# Problem requirements:
Within the entries below, find each line containing the word "wall" and copy it.

┌─ Task material

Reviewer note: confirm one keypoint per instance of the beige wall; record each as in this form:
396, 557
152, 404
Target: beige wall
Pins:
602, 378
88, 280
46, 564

└─

# Answer to this exercise:
Reviewer note: confirm one keypoint per instance of the beige wall; record each as in this form:
Target: beige wall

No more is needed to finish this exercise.